Repeat the records verbatim and leave the pictures out of your copy.
***** RAW DATA
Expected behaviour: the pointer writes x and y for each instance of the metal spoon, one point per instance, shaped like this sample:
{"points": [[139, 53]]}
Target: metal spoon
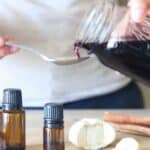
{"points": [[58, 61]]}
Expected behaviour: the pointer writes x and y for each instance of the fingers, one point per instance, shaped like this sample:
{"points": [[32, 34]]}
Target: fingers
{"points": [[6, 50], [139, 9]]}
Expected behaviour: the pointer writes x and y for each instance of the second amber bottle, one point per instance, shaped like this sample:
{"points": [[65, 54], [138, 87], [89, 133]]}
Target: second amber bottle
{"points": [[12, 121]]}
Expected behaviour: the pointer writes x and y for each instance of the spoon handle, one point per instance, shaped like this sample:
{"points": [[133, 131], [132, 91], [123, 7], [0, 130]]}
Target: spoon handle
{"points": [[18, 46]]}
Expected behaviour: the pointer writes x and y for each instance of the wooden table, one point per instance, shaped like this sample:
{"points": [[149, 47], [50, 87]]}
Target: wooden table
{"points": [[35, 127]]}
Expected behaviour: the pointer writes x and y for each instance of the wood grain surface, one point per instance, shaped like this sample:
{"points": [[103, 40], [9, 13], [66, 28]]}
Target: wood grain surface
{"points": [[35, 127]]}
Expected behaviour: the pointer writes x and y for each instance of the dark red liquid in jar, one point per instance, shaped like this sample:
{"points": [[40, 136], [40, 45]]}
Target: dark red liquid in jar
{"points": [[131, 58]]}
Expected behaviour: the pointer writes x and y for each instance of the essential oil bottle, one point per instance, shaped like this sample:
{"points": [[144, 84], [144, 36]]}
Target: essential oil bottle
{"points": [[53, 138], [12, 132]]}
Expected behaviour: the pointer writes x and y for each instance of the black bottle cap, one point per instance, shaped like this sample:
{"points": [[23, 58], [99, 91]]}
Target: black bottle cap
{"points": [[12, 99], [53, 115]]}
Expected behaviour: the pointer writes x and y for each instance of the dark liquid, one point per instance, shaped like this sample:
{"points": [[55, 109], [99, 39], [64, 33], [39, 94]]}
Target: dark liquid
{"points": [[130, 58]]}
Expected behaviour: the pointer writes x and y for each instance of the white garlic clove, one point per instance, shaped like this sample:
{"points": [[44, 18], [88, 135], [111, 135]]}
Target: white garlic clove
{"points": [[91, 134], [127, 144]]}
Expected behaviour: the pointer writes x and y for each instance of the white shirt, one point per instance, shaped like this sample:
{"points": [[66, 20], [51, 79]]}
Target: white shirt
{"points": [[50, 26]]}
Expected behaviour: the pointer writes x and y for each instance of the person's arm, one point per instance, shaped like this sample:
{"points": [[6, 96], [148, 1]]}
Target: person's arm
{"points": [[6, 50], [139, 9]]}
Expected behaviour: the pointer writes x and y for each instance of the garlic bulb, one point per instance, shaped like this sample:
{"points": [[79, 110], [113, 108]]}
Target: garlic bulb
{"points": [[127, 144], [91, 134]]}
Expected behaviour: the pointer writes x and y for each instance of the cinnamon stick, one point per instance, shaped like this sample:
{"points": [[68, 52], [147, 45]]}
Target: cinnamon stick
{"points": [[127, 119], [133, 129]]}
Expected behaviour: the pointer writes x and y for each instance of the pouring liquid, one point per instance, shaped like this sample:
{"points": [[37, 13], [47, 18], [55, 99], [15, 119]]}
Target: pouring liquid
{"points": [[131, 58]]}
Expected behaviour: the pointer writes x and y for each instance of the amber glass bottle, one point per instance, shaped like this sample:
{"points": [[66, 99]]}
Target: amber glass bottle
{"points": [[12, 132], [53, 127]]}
**********
WRITTEN RESPONSE -
Expected behaviour: the pointer writes x and y for each instance of the metal spoon, one point per instance, shaped like this sample:
{"points": [[139, 53]]}
Target: metal spoon
{"points": [[58, 61]]}
Expected behaviour: the pointer writes x and y for each instance of the fingers, one point per instance, shaped like this sample:
{"points": [[32, 34]]}
Target: fingers
{"points": [[6, 50], [139, 9]]}
Expected behaviour: the pointer writes x and y for each instance of the second amber bottle, one point per instance, shaped like this sample:
{"points": [[65, 54], [138, 87], [89, 133]]}
Target: second amber bottle
{"points": [[12, 121]]}
Expected behaviour: the pointer writes x and y for each instance of the spoon handle, one point per instance, shaped like this sample:
{"points": [[133, 131], [132, 91], [123, 7], [0, 130]]}
Target: spoon handle
{"points": [[18, 46]]}
Expected behaviour: the pointer writes x and y for each instance of the wooden table, one point per instance, shaped like this sample:
{"points": [[149, 47], [50, 87]]}
Target: wooden table
{"points": [[35, 127]]}
Expected behaviour: the pointer writes x and y for each instance of the wood grain surface, one point per instance, shaped like this sample:
{"points": [[103, 40], [9, 13], [66, 28]]}
Target: wood grain surface
{"points": [[35, 127]]}
Expected behaviour: the pointer writes x and y for each instance of the dark red liquid in jar, one point per instance, shaped like this sample:
{"points": [[40, 136], [40, 45]]}
Target: dark red liquid in jar
{"points": [[131, 58]]}
Expected behaviour: the pointer writes x and y for each instance of the essential oil bottle, one point per instance, shaped like this sample:
{"points": [[144, 84], [144, 36]]}
Target: essential oil bottle
{"points": [[53, 138], [12, 132]]}
Expected behaviour: the pointer writes x and y for each instance of the black bottle cap, one point per instance, shaped like this sample:
{"points": [[23, 58], [99, 91]]}
Target: black bottle cap
{"points": [[12, 99], [53, 115]]}
Expected behaviour: the pointer writes x and y for each instance of the dark liquid, one point per instance, shaped like this sample:
{"points": [[55, 109], [99, 39], [64, 33], [39, 94]]}
Target: dark liquid
{"points": [[130, 58]]}
Expected behaviour: the pointer writes x and y for each instance of the white garlic clove, one point per instance, shaped like this sample:
{"points": [[44, 18], [88, 135], [111, 135]]}
Target: white garlic clove
{"points": [[91, 134], [127, 144]]}
Expected behaviour: the pointer writes x and y for each instance of the white shirt, one point per instance, shaped like this sample:
{"points": [[66, 20], [51, 79]]}
Target: white shirt
{"points": [[50, 26]]}
Expected behaviour: the pointer writes x and y for each instance of the person's arm, one point per instance, shaped like this sample:
{"points": [[6, 96], [148, 1]]}
Target: person's arm
{"points": [[6, 50], [139, 9]]}
Expected behaviour: the pointer writes x and y for each instance of the garlic bulb, one point per instance, shaped like this sample:
{"points": [[79, 110], [113, 108]]}
Target: garlic bulb
{"points": [[127, 144], [91, 134]]}
Expected behaviour: the pointer writes x and y for each instance of the cinnamon stick, one point per instance, shaped like this sample:
{"points": [[68, 52], [147, 45]]}
Target: cinnamon stick
{"points": [[127, 119], [133, 129]]}
Expected behaviour: the pointer writes x and y for each instance of the pouring liquid, one point per instance, shaped like this sample:
{"points": [[37, 13], [47, 18], [55, 99], [15, 119]]}
Target: pouring liquid
{"points": [[131, 58]]}
Expected behaviour: the pointer writes x and y for each instance of the amber glass bottle, one point per instance, shaped like this sample:
{"points": [[66, 99]]}
Target: amber glass bottle
{"points": [[12, 132], [53, 127]]}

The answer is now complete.